Я человек эпохи Москвошвея,
Смотрите, как на мне топорщится пиджак,
Как я ступать и говорить умею!
Попробуйте меня от века оторвать, —
Ручаюсь вам, себе свернете шею!


Поэзия Мандельштама становится в начале З0-х годов поэзией вызова. Она накапливает в себе энергию вызова — гнева, негодования. «Человеческий жаркий обугленный рот // Негодует

и,,нет” говорит. После ряда подступов, набросков, вариантов рождается такой шедевр гражданской лирики, как «За гремучую доблесть грядущих веков...» Это уже не всполошные выкрики «Четвертой прозы» — голос вернул себе спокойную твердость, каждое слово плотно и полновесно:


Чтоб не видеть ни труса, ни хлипкой грязцы,
Ни кровавых костей в колесе...


Между тем круг суживается. На фотографиях сорокалетний поэт выглядит глубоким стариком. Появление «Путешествия в Армению» в журнале «Звезда» (март 1933 года) вызывает бурный скандал; в августе «Правда» печатает разгромную рецензию.
Терять было нечего. Наступило время, когда слово должно было стать делом, поэзия должна была стать поступком. В эти годы поэт не без мрачного удовлетворения говорил жене, что к стихам у нас относятся серьезно — за них убивают.
Разумом или инстинктом, но одно свое свойство Мандельштам должен был знать: до смешного хрупкий и немощный человек, он сразу делался сильнее, когда абсолютно прямо шел навстречу самому главному страху. (Так было, по-видимому, в 1918 году, когда он вырвал из рук работавшего в ЧК левого эсэра Блюмкина ордера на расстрелы.) Тут он переставал быть «Парноком». «Парнока»— того можно было утопить в луже, в стакане воды: изо дня в день грозили смутные страхи, абсурдные обиды, булавочные уколы, и Мандельштам терял всякое самообладание. Но нет — он погибнет не от булавочных уколов.
────────────────────
ПИСЬМЕННОЕ ЗАДАНИЕ 1:
Согласуются ли с источником утверждения (а), (б) и (в)? Для каждого ответьте «да» или «нет» и дословно приведите решающие слова источника.
(а) «Путешествие в Армению» появилось в журнале «Звезда».
(б) На фотографиях сорокалетний поэт выглядит моложе своих лет.
(в) Мандельштам говорил жене, что к стихам у нас относятся несерьезно.
ПИСЬМЕННОЕ ЗАДАНИЕ 2: Назовите все произведения Мандельштама, которые источник упоминает по названию.
Для работы используйте только источник.

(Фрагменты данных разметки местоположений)
────────────────────
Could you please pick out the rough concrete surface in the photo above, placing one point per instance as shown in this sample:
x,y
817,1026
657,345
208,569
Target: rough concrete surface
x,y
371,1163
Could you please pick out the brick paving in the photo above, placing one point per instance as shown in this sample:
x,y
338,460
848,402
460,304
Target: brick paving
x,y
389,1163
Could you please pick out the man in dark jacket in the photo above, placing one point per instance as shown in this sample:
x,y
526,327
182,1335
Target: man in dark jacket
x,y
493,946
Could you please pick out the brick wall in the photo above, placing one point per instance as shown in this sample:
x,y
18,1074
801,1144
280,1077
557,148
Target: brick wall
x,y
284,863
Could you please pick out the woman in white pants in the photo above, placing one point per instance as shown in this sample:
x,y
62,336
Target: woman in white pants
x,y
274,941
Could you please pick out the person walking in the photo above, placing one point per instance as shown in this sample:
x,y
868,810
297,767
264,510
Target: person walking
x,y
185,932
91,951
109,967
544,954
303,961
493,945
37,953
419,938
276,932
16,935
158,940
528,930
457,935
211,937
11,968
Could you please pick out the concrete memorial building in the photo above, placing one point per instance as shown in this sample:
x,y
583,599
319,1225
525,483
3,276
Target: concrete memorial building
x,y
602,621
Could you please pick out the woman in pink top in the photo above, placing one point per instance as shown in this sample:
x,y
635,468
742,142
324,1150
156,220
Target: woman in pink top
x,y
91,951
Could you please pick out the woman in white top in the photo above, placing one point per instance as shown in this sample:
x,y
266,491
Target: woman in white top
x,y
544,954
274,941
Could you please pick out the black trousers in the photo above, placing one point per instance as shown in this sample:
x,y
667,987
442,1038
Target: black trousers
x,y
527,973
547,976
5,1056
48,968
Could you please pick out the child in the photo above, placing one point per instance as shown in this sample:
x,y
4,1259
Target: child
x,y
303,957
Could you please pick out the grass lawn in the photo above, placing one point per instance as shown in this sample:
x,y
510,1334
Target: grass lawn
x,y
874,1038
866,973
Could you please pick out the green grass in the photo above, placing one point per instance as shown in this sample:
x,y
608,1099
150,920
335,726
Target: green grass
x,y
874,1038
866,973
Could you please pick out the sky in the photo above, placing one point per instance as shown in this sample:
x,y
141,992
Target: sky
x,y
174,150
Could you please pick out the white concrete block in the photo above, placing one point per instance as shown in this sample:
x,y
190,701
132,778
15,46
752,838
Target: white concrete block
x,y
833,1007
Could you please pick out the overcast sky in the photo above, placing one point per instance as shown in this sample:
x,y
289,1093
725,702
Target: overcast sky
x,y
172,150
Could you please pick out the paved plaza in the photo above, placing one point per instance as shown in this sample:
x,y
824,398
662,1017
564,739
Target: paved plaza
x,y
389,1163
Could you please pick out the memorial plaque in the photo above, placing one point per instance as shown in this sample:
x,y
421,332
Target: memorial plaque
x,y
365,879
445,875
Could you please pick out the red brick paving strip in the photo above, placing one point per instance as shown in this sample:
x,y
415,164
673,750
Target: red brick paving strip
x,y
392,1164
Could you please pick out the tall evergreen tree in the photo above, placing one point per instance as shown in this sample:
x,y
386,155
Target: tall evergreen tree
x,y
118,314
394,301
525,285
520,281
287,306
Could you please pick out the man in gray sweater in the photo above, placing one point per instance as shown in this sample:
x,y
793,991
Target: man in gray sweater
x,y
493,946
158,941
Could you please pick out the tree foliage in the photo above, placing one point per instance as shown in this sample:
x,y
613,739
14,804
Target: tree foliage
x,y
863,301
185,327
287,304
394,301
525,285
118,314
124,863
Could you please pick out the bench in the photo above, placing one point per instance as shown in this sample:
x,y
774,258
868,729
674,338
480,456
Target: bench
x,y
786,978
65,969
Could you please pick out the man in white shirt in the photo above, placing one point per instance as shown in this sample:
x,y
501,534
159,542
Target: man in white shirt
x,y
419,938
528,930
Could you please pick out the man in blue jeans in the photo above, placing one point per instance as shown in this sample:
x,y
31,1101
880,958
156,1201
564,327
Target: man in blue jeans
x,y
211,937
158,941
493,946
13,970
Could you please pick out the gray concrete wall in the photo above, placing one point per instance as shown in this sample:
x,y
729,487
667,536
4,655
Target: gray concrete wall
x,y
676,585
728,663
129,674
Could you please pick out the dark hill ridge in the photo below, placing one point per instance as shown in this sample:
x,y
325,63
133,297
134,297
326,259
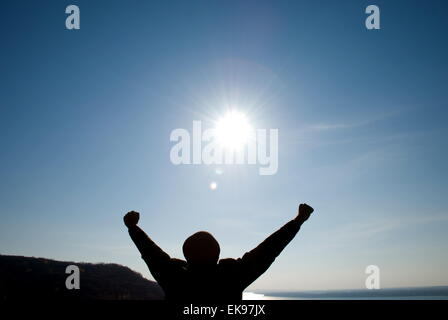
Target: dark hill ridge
x,y
39,278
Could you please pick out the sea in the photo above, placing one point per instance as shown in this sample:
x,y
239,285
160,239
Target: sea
x,y
411,293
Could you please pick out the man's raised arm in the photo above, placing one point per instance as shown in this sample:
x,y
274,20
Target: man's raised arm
x,y
255,262
154,256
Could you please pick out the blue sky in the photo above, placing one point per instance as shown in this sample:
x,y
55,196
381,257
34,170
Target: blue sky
x,y
86,117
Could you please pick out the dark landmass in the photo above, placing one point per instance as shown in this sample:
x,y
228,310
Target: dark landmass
x,y
44,279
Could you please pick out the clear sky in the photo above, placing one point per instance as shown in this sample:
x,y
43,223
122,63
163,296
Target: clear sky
x,y
86,116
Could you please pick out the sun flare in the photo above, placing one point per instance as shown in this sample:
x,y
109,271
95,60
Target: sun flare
x,y
233,130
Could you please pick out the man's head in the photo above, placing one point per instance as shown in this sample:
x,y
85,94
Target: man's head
x,y
201,248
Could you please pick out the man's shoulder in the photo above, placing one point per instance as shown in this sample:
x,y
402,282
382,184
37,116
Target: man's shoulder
x,y
178,262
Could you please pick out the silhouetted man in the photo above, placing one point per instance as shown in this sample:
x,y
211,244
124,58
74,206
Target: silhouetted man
x,y
203,277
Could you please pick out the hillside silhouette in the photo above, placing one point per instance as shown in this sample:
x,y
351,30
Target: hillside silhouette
x,y
39,278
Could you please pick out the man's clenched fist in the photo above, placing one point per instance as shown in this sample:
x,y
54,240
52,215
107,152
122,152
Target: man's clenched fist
x,y
304,212
131,218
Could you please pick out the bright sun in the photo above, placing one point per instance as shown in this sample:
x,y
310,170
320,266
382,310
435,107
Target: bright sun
x,y
233,130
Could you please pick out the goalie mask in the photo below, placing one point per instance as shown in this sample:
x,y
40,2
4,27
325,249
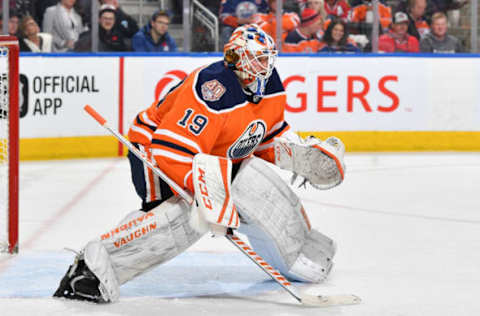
────────────────────
ПОЛНЫЙ ОТВЕТ 1:
(а) Да: «Появление «Путешествия в Армению» в журнале «Звезда» (март 1933 года)».
(б) Нет: «На фотографиях сорокалетний поэт выглядит глубоким стариком».
(в) Нет: «говорил жене, что к стихам у нас относятся серьезно — за них убивают».

ПОЛНЫЙ ОТВЕТ 2: «За гремучую доблесть грядущих веков...», «Четвертая проза», «Путешествие в Армению».